** Data to process follows **

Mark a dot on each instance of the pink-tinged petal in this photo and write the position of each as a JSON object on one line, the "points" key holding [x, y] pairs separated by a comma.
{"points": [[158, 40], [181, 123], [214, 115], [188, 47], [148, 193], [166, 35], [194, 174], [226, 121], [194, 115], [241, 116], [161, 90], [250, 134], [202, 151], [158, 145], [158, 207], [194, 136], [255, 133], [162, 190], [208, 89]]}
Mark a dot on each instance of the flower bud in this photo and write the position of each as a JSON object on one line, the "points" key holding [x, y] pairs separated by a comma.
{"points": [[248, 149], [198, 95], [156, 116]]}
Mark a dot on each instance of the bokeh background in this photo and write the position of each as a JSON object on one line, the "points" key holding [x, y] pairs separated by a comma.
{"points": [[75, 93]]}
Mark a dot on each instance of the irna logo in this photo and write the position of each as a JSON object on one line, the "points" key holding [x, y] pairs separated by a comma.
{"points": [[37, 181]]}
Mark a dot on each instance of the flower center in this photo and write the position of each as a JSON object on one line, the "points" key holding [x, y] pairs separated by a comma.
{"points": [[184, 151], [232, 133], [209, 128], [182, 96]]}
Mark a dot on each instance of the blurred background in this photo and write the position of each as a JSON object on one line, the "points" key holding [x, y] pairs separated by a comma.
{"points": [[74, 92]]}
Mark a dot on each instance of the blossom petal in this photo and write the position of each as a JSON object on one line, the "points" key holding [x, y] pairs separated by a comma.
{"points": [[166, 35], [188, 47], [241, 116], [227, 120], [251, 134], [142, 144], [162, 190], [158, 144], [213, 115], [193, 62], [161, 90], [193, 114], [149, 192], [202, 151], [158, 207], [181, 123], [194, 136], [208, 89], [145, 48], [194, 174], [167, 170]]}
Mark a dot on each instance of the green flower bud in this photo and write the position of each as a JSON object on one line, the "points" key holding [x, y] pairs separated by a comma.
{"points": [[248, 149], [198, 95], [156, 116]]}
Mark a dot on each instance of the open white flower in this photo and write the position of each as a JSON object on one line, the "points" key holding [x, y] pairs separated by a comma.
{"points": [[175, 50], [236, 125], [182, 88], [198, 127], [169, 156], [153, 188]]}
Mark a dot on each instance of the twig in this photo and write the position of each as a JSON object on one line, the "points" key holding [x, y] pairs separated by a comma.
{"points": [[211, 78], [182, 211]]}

** End of Data to process **

Task details - Reproduce the material above. Do not change a word.

Exercise answer -
Mark a dot on each instance of the pink-tinged petal in this photo and write the position of each as a JSON object on one line, the "points" key holding [x, y] pairs separated by a comma.
{"points": [[158, 40], [181, 123], [214, 115], [188, 47], [148, 193], [166, 35], [194, 174], [226, 121], [194, 115], [241, 116], [161, 90], [250, 134], [202, 151], [158, 145], [158, 207], [194, 136], [255, 133], [162, 190], [208, 89]]}
Mark a dot on each instance of the flower bud in this photo and write the position of each as a JSON object on one line, the "points" key holding [x, y] pairs separated by a comma.
{"points": [[248, 149], [198, 95], [156, 116]]}
Mark a dot on each instance of the bokeh background in this photo and write the position of each as a JSON object on one line, the "points" key holding [x, y] pairs separated by a comma.
{"points": [[75, 93]]}
Mark a dot on each instance of the irna logo in this photo and write the position of each as a JSON object on one line, the "points" key holding [x, y] pairs separated by a comma.
{"points": [[37, 181]]}
Mark a dot on each instance of the flower center in this photo and write the position of each as a JSON object on one line, the "points" key holding [x, y] pairs separated by a comma.
{"points": [[184, 151], [232, 133], [209, 128], [182, 96]]}
Mark a dot on each instance of the blurred background in this photo and write the position of each as a JSON object on one line, the "points" key holding [x, y] pairs separated by a comma.
{"points": [[74, 92]]}
Mark a dot on each instance of the blossom petal in this photo and write the position of each as a JSON object on one line, the "points" key holding [x, y] pairs separated by a comma.
{"points": [[166, 35], [188, 47], [241, 116], [227, 120], [251, 134], [142, 144], [162, 190], [158, 144], [213, 115], [193, 62], [161, 90], [193, 114], [149, 192], [202, 151], [158, 207], [181, 123], [194, 136], [208, 89], [145, 48], [194, 174], [167, 170]]}
Mark a dot on each instance of the green flower bud in this photo and write the position of each as a JSON object on one line, the "points" key holding [x, y] pairs separated by a comma.
{"points": [[248, 149], [198, 95], [156, 116]]}
Mark a dot on each instance of the open white flower in this photo and write the position of each as a JSON object on one line, the "points" key holding [x, y] pairs separated by a comma.
{"points": [[175, 50], [236, 125], [182, 88], [198, 127], [169, 156], [153, 188]]}
Mark a dot on each instance of the twig in this photo and write the position of each as a JSON object on one line, the "points" key holding [x, y] pairs separated by a comma.
{"points": [[211, 78], [182, 211]]}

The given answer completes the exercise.